Point-per-instance localization data

· · · ·

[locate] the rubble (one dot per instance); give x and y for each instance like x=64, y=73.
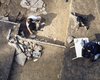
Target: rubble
x=20, y=59
x=26, y=49
x=70, y=39
x=34, y=6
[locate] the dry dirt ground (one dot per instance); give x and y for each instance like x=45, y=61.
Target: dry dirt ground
x=83, y=69
x=57, y=20
x=6, y=52
x=50, y=64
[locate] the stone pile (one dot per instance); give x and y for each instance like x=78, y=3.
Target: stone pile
x=35, y=6
x=26, y=49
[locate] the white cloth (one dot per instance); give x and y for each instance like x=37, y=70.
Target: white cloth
x=34, y=18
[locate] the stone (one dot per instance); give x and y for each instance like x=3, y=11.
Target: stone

· · · ·

**Exercise details:** Each entry gets copied exactly; the pictures stay out.

**Reply:**
[locate] the rubble (one dot per instance); give x and y for each instance like x=64, y=73.
Target: rubble
x=20, y=59
x=26, y=49
x=70, y=39
x=34, y=6
[locate] the dry dirt ground (one dot per instance); give x and y for each instance like x=45, y=61.
Target: dry dirt ground
x=83, y=69
x=57, y=20
x=6, y=52
x=50, y=64
[locate] the stone pile (one dot per instance); give x and y for each instance like x=78, y=3.
Target: stone pile
x=35, y=6
x=26, y=49
[locate] the white cloth (one dot per instance); give x and y for each instance like x=37, y=70.
Target: white cloth
x=34, y=18
[locate] the stone (one dot per instance); give x and y for each instance like x=3, y=11.
Target: stone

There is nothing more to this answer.